Requirement:
All lines from the one containing "Pinpoint each sunset" to the end of the entries below must be output exactly, and no other lines.

Input data:
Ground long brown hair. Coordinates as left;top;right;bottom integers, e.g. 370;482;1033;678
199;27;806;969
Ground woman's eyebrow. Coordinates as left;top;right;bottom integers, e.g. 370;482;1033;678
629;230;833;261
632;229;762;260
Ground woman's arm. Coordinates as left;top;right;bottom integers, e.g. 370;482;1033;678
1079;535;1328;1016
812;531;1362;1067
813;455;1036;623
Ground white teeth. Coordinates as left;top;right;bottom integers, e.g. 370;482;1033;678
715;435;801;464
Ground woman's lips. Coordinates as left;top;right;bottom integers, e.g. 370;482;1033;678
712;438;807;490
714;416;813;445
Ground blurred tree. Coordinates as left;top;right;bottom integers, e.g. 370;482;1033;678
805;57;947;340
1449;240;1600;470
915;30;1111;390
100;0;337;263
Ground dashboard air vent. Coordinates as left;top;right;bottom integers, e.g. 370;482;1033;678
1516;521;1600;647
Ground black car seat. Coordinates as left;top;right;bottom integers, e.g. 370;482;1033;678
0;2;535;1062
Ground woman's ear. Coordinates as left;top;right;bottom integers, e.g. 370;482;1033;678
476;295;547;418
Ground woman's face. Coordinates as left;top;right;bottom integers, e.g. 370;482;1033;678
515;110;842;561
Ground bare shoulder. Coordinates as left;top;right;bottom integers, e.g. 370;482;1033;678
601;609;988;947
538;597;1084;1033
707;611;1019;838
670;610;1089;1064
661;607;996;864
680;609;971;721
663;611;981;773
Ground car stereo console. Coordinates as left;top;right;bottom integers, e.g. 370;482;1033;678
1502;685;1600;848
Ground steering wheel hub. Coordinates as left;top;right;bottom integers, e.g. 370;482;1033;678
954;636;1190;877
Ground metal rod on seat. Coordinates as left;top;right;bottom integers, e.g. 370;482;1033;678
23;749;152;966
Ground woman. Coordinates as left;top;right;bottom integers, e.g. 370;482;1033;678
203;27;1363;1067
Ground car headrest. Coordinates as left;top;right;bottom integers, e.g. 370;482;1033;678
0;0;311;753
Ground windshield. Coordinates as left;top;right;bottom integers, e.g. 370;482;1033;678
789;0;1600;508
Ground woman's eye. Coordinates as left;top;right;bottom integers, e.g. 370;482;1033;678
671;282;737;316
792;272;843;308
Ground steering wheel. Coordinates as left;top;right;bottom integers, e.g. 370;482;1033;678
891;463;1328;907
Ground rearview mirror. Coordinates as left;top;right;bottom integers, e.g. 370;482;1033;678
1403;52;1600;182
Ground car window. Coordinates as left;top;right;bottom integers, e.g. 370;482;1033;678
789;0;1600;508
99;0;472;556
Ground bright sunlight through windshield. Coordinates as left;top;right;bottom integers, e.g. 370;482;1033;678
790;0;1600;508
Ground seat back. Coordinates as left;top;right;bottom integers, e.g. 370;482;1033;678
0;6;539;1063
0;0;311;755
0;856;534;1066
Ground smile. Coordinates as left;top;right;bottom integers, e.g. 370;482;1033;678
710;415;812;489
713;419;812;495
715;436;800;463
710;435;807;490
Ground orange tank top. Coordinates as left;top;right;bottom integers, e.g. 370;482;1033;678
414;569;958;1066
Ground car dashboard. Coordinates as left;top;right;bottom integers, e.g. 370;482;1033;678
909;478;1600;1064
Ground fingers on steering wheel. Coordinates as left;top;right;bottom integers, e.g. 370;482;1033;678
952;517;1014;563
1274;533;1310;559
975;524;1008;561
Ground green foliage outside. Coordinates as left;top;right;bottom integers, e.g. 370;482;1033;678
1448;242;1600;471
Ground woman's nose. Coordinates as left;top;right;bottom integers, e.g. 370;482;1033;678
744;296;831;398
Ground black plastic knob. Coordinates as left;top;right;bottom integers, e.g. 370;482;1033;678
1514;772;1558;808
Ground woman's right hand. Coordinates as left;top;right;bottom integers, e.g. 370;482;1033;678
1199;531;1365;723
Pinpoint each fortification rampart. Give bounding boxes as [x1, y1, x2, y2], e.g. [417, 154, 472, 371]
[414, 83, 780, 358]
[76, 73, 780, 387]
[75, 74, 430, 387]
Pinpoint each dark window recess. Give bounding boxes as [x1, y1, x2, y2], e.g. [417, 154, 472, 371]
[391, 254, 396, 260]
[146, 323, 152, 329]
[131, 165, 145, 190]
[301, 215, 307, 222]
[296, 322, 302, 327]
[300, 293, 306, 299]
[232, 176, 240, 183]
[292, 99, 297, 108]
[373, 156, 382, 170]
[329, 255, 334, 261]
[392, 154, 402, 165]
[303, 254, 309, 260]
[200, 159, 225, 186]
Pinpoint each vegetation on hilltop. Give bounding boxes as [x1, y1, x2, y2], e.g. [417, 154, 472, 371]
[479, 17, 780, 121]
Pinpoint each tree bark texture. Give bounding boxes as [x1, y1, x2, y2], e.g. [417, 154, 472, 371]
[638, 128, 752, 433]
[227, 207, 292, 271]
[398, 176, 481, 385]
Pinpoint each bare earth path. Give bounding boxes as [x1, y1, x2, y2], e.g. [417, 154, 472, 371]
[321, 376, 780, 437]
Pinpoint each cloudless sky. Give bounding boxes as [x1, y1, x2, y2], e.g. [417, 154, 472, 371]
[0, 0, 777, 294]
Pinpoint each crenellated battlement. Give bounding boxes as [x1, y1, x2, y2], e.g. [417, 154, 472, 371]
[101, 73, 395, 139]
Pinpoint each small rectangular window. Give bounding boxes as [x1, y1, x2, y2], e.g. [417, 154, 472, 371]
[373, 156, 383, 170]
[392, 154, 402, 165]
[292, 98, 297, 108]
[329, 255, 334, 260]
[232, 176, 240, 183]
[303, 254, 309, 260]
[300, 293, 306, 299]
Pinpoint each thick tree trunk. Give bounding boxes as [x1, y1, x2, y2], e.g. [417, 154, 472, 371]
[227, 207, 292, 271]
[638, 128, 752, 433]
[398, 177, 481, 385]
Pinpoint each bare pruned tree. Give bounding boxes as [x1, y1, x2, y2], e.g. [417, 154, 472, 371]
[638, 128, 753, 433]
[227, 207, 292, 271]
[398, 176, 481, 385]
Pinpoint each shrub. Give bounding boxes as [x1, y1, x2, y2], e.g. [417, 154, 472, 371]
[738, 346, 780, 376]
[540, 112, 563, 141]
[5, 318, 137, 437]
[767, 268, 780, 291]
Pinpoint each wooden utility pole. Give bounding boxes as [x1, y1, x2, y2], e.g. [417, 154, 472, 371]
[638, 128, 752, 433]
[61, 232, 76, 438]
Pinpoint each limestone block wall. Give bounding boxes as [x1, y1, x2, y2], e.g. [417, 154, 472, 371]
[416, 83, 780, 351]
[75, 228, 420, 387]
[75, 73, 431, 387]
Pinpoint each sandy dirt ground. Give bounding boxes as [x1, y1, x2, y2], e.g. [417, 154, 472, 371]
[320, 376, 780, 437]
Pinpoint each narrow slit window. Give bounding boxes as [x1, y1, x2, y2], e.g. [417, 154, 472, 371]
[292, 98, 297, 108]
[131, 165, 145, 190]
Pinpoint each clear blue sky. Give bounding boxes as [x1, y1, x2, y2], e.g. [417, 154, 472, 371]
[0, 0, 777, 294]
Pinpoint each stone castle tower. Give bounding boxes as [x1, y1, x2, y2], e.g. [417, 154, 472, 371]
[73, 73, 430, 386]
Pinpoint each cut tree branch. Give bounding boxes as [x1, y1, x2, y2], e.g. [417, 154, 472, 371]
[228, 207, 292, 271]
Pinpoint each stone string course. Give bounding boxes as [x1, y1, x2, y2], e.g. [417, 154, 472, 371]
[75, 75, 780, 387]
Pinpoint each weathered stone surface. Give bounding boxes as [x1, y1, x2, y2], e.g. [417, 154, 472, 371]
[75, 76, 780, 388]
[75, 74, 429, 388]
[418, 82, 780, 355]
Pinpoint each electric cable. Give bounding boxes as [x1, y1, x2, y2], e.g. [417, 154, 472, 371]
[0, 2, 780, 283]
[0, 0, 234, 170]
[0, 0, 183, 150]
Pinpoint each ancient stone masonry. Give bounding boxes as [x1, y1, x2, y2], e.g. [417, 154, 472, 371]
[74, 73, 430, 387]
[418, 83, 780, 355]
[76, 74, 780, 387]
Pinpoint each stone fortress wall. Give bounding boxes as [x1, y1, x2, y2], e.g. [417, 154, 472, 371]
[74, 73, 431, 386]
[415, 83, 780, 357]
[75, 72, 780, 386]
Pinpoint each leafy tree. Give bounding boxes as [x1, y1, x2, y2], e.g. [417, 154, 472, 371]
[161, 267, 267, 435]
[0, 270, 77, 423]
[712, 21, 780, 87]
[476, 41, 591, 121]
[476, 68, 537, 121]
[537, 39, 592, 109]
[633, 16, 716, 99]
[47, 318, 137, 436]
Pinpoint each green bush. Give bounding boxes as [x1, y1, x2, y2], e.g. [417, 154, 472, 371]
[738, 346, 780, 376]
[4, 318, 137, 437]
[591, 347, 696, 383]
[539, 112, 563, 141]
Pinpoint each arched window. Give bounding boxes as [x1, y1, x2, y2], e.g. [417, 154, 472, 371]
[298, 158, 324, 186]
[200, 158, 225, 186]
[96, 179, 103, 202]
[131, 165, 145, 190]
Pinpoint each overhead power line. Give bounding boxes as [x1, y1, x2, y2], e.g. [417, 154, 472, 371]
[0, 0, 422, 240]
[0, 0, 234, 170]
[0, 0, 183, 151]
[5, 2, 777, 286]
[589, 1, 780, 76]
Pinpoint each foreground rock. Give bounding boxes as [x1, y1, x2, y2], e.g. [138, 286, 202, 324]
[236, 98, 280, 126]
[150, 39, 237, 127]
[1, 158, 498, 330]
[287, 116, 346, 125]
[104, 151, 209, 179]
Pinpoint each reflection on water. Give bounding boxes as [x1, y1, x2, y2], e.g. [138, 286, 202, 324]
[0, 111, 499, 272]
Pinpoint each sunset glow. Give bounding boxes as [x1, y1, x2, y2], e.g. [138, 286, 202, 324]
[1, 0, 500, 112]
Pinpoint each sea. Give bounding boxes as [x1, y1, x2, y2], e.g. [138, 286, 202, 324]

Task response:
Pinpoint each sunset glow. Give bounding boxes as [x1, y1, x2, y2], e.g. [138, 286, 202, 324]
[1, 0, 500, 112]
Pinpoint each sea. Give bounding boxes as [x1, y1, x2, y2], e.g. [138, 286, 202, 324]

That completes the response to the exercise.